RECORDS FOR THIS TASK:

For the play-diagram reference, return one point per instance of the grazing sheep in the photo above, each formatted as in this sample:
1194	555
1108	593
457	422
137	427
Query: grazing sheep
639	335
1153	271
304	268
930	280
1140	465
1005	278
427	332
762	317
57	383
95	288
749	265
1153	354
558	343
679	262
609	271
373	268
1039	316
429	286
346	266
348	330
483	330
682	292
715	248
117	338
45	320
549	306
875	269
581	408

PROBLEM STATEMENT: Please write out all of the rows above again, character for character.

SOLUTION BELOW:
For the play-diagram reference, return one point per instance of the grazing sheep in the photo above, each formatted as in this sample:
1194	555
1108	593
457	422
137	427
Query: grazing sheep
639	335
1153	271
304	268
930	280
1140	465
1005	278
427	332
762	317
57	383
95	288
749	265
1153	354
558	343
679	262
609	271
373	268
1039	316
429	286
346	266
348	330
483	330
682	292
715	248
117	338
45	320
549	306
875	269
581	408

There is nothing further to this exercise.